Questions —
**a)** From the abstract on circadian rhythms in the kidney, quote the passage starting at "Purpose of review: Previous" and ending at "with kidney function.".
**b)** According to the abstract on circadian rhythms in the kidney, what do chronotherapy studies show the efficacy of antihypertensive medication depends on?

Reading passage —
::::

Purpose of review: Previous studies have shown that a variety of specific renal functions exhibit circadian oscillations. This review aims to provide an update on the molecular mechanisms underlying circadian rhythms in the kidney, and to discuss how dysregulation of circadian rhythms can interfere with kidney function.
Recent findings: The molecular mechanism responsible for generating and maintaining circadian rhythms has been unraveled in great detail. This mechanism, known as the circadian clock, drives circadian oscillation in expression levels of a large number of renal mRNA transcripts. Several proteins critically involved in renal homeostatic functions have been shown to exhibit significant circadian oscillation in their expression levels or in their posttranslational modifications. In transgenic mouse models, disruption of circadian clock activity results in dramatic changes in the circadian pattern of urinary sodium and potassium excretion and causes significant changes in arterial blood pressure. A growing amount of evidence suggests that dysregulation of circadian rhythms is associated with the development of hypertension and accelerated progression of chronic kidney disease and cardiovascular disease in humans. Chronotherapy studies have shown that the efficacy of antihypertensive medication is greatly dependent on the circadian time of drug administration.
Summary: Recent research points to the major role of circadian rhythms in renal function and in control of blood pressure.

::::

Data —
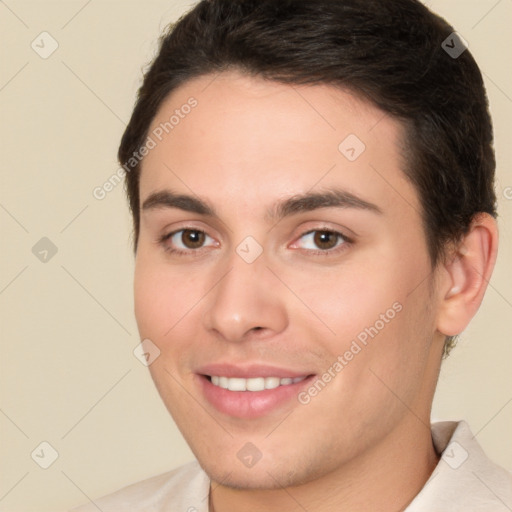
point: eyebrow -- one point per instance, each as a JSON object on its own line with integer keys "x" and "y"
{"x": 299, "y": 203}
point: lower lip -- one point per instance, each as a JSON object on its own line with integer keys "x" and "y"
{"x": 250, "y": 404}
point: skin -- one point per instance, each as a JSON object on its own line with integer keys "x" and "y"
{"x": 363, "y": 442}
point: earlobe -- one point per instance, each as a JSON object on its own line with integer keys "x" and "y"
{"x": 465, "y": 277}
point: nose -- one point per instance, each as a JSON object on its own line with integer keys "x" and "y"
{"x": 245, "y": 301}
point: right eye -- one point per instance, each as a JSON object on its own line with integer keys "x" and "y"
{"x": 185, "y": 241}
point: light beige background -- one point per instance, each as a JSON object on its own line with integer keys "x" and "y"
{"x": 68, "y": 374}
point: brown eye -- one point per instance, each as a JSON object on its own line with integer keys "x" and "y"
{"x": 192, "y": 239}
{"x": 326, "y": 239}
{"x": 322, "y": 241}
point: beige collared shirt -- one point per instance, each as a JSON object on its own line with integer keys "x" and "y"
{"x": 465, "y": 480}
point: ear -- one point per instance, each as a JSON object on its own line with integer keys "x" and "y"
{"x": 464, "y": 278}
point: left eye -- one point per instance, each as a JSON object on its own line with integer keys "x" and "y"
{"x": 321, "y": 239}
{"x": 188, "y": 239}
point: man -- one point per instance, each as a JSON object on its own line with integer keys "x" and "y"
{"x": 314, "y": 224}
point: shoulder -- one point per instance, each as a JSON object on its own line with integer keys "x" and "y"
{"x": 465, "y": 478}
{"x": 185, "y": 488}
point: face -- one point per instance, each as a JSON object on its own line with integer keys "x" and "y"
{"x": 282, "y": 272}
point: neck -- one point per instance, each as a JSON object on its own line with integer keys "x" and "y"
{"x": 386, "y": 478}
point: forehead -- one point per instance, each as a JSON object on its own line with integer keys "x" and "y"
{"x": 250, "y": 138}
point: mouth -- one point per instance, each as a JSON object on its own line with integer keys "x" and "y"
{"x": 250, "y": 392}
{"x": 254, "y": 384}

::::

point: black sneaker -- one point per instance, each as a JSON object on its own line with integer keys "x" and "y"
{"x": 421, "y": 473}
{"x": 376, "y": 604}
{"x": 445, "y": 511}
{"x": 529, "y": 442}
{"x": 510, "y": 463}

::::

Task answers —
**a)**
Purpose of review: Previous studies have shown that a variety of specific renal functions exhibit circadian oscillations. This review aims to provide an update on the molecular mechanisms underlying circadian rhythms in the kidney, and to discuss how dysregulation of circadian rhythms can interfere with kidney function.

**b)** The circadian time of drug administration.